▶ _AIM OF THE EXERCISE_:
Find each line below containing the word "softbox" and copy it.

▶ _EXERCISE MATERIAL_:

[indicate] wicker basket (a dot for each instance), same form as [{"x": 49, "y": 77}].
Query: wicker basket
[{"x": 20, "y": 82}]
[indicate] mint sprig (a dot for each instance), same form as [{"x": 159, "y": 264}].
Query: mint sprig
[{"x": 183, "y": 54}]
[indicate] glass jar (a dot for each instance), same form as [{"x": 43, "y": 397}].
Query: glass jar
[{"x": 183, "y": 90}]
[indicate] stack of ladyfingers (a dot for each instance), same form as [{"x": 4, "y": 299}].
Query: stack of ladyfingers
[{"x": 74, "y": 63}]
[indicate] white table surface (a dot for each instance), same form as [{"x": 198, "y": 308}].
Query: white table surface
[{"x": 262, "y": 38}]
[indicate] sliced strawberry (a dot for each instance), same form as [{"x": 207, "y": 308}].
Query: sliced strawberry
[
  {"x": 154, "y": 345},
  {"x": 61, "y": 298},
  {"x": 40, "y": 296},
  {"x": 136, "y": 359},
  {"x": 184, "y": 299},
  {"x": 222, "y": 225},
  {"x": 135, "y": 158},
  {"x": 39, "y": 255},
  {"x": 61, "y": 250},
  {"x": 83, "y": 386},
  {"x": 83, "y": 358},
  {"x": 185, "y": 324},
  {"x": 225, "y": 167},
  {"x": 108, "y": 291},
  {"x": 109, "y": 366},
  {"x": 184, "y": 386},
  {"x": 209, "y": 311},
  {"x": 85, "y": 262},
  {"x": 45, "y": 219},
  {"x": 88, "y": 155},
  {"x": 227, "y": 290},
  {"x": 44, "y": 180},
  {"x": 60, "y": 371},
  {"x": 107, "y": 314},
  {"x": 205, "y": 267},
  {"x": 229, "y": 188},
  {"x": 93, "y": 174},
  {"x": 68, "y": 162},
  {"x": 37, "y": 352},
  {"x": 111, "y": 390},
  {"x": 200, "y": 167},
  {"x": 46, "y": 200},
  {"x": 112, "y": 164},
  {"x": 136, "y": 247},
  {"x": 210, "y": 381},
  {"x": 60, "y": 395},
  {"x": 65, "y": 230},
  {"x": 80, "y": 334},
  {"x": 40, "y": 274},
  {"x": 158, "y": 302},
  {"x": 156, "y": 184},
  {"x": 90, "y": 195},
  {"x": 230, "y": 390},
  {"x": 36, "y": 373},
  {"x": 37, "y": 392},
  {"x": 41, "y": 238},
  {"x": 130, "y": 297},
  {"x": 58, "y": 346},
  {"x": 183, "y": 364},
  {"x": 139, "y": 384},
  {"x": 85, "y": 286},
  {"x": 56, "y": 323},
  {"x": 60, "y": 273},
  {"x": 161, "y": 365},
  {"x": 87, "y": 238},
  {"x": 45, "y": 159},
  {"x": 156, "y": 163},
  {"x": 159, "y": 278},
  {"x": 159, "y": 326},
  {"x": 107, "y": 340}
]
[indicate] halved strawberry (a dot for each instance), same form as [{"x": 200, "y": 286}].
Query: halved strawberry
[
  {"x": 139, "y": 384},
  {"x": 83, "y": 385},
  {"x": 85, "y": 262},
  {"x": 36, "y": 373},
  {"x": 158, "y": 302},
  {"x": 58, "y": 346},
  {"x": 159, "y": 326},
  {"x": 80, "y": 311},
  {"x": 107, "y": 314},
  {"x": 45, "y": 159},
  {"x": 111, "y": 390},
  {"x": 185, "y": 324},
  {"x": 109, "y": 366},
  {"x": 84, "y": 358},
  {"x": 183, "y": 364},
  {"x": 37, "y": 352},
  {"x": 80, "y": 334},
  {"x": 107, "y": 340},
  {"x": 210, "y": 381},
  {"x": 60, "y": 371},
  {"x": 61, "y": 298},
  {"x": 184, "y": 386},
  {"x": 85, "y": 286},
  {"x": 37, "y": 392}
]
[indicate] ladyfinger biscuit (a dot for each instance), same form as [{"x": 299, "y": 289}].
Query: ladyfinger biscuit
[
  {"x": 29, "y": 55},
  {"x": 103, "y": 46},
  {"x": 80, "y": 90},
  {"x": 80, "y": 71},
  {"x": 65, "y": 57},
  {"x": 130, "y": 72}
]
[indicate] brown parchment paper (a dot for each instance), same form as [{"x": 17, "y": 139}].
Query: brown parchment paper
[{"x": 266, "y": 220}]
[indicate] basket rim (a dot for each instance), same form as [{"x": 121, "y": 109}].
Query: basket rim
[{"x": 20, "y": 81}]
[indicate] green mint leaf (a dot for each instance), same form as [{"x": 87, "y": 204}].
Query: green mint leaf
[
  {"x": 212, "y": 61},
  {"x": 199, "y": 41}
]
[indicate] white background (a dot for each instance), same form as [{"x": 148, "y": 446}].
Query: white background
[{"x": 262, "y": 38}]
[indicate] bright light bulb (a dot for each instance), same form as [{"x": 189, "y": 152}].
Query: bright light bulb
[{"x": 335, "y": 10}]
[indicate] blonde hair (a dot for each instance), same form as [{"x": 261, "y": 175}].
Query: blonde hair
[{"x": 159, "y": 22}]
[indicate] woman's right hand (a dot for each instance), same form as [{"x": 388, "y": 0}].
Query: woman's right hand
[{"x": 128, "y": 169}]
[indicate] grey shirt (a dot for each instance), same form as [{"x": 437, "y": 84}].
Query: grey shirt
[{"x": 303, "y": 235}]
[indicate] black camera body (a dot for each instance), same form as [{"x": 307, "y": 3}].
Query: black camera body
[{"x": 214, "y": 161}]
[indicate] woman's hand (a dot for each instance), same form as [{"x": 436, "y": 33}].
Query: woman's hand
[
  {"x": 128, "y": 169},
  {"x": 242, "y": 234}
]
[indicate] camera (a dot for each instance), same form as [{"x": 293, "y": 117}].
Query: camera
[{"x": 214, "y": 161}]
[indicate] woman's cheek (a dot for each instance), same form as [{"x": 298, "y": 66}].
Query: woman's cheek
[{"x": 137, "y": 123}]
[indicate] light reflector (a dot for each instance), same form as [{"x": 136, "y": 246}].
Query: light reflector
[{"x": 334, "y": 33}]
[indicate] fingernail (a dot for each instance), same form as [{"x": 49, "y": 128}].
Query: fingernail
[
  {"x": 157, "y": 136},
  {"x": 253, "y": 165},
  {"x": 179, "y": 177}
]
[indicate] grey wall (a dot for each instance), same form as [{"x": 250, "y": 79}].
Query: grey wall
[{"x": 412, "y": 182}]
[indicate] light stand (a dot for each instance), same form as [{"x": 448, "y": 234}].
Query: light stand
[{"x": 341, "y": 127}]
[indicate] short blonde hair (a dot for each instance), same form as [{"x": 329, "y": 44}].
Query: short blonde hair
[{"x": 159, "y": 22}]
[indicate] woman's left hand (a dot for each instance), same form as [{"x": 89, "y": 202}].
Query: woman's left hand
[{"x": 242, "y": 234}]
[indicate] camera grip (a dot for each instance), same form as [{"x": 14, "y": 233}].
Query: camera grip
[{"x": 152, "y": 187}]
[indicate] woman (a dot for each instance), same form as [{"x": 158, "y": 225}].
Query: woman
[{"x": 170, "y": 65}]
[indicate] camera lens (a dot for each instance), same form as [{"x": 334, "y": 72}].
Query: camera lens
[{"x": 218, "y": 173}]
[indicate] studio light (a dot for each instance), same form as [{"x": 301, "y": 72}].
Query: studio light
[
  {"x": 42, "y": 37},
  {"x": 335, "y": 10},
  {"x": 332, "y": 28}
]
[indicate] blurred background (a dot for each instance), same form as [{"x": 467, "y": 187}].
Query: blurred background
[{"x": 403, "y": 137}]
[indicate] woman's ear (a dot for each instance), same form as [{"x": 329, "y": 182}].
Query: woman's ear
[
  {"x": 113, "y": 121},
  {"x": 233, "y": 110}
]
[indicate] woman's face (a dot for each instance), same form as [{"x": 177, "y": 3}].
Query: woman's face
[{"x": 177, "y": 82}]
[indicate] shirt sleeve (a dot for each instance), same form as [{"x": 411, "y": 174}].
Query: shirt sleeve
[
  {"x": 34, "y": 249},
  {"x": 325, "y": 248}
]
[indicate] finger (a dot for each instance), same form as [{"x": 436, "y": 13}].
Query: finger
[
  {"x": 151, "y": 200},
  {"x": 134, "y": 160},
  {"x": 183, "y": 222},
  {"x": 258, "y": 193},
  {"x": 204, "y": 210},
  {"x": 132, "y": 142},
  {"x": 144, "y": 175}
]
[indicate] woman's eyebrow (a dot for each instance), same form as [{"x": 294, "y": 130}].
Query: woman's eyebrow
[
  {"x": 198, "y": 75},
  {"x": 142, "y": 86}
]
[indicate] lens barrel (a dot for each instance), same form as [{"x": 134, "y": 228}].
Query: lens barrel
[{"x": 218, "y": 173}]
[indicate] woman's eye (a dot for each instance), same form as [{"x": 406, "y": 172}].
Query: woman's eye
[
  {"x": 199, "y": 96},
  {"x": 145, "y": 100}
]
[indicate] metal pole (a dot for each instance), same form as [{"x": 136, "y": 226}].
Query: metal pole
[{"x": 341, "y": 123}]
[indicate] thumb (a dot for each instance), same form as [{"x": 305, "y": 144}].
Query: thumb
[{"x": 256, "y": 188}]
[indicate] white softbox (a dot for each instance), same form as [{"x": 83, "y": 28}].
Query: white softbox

▶ _TASK RESULT_:
[indicate] white softbox (a dot for each instance), same form as [{"x": 83, "y": 28}].
Query: white softbox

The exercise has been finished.